_Exercise task 1:_
List every scaling factor named in the passage on reconstructed spectral curves.
##### Quoted text #####
To further evaluate the spectral discrimination ability of the reconstructed HSIs, we randomly selected a pixel from the reconstructed HSIs named “paints_ms” (the second scene in Figure 5) and plot the corresponding spectral curves reconstructed by different methods in Figure 8, in which Subfigure (a), (b), and (c) correspond to the scaling factors of 2, 3, and 4, respectively. It can be seen that the curve reconstructed by the proposed G-RDN was always the closest to the ground truth. Meanwhile, as the scaling factor grew, the advantage of the proposed G-RDN method was more obvious in the spectral preservation, which further proved the effectiveness of the gradient guidance.
##### Records provided #####
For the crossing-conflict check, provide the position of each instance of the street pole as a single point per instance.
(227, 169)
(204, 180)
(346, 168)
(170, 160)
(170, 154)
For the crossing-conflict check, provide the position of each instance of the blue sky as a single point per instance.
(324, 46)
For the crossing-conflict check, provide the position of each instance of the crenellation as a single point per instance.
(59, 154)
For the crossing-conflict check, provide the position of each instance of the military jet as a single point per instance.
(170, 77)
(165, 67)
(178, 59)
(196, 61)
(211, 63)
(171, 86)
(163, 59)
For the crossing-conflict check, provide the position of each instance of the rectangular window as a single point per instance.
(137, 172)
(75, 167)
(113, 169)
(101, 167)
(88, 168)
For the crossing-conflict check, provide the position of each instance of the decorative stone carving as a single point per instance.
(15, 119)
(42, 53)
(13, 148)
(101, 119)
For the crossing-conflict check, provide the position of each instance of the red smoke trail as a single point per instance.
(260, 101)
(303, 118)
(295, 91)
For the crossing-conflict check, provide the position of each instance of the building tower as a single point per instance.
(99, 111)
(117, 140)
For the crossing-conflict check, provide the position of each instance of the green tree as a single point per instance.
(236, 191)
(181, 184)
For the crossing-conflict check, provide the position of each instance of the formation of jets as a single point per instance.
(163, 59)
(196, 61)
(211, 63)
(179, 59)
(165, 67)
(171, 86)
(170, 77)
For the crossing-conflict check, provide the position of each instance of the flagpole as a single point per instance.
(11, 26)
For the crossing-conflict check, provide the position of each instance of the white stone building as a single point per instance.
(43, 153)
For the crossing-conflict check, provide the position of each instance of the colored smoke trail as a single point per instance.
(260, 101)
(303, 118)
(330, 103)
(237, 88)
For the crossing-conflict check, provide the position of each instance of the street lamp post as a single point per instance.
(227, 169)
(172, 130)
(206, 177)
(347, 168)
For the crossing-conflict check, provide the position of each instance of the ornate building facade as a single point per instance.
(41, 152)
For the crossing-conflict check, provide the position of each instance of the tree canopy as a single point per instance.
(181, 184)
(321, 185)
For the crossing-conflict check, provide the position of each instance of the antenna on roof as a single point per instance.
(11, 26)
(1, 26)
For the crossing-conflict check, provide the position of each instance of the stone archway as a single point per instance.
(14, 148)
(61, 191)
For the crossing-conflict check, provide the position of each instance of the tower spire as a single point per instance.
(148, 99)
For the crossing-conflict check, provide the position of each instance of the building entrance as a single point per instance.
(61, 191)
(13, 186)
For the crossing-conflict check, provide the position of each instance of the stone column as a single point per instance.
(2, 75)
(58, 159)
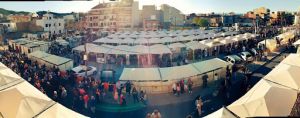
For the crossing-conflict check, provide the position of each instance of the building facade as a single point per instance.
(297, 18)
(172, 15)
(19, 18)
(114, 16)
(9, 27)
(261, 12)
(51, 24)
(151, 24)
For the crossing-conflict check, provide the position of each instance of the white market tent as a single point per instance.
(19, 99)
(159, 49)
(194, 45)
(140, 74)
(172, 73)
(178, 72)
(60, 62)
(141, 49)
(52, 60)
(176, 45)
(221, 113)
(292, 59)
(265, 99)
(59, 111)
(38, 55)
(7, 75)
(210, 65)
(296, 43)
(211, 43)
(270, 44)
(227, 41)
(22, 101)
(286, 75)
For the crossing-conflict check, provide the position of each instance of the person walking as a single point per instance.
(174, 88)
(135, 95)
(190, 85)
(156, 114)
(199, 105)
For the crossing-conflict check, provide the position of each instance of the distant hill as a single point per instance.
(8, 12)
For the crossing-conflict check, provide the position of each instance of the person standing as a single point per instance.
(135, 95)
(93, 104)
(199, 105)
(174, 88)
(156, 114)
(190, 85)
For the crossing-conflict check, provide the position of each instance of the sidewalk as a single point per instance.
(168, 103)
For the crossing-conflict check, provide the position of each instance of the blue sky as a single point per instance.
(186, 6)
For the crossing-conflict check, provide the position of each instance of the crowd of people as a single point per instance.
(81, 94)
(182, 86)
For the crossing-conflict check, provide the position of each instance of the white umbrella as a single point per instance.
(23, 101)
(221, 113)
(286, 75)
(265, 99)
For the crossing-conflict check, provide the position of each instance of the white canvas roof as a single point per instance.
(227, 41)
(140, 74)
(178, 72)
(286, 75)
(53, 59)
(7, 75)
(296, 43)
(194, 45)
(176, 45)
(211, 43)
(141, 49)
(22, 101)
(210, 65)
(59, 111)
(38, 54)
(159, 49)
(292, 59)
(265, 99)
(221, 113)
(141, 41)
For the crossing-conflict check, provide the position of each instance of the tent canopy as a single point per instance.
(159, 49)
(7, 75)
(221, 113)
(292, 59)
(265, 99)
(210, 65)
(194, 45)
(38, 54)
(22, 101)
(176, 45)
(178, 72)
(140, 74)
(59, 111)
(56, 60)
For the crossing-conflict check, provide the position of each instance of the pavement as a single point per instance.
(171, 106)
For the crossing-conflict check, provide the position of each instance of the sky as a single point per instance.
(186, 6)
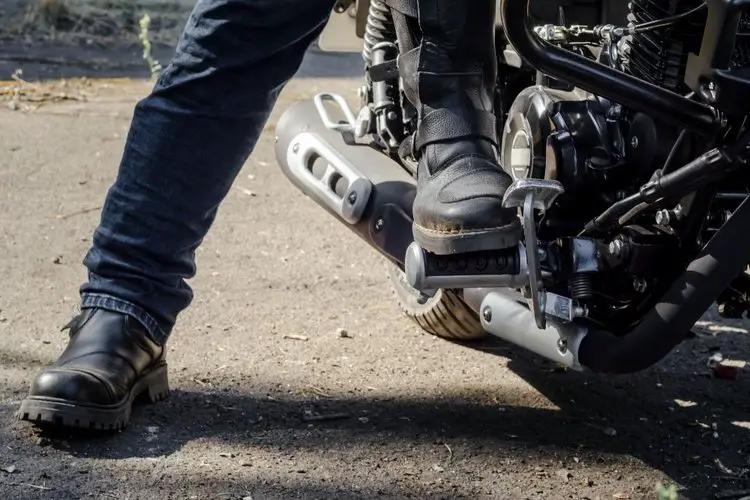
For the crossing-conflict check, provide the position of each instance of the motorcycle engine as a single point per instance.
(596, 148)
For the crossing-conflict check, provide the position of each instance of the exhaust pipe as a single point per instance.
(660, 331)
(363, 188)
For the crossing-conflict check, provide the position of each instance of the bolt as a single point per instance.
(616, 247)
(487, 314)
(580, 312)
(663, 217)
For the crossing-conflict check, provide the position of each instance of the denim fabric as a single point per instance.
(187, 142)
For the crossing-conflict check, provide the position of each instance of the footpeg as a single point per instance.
#####
_Exercise task 2:_
From the rows, return the lines exactly as they appear. Begin at the line that contains "the sky as a single point per instance." and stop after the final row, and leave the pictures out.

_Problem solution 1:_
2, 3, 4

_Problem solution 2:_
For the crossing-conflict check, provide the position of each instance of the sky as a single point per instance.
(186, 6)
For the crossing-conflict check, provide the position of each instance of the motorcycle engine as a single point per instance.
(596, 148)
For the crossing-conflict check, provide the position of each instance of the exhaust pipe as a single point per instance.
(660, 331)
(363, 188)
For the crossing-conflict check, provide the position of each instance of the bolt as a single point per instance.
(616, 247)
(487, 314)
(580, 312)
(663, 217)
For the crossing-conflict check, provide the position of each instance of the denim fabric as a single point per instance.
(187, 142)
For the crossing-conflict check, provide the position of each instance of the footpeg as a single point per instance.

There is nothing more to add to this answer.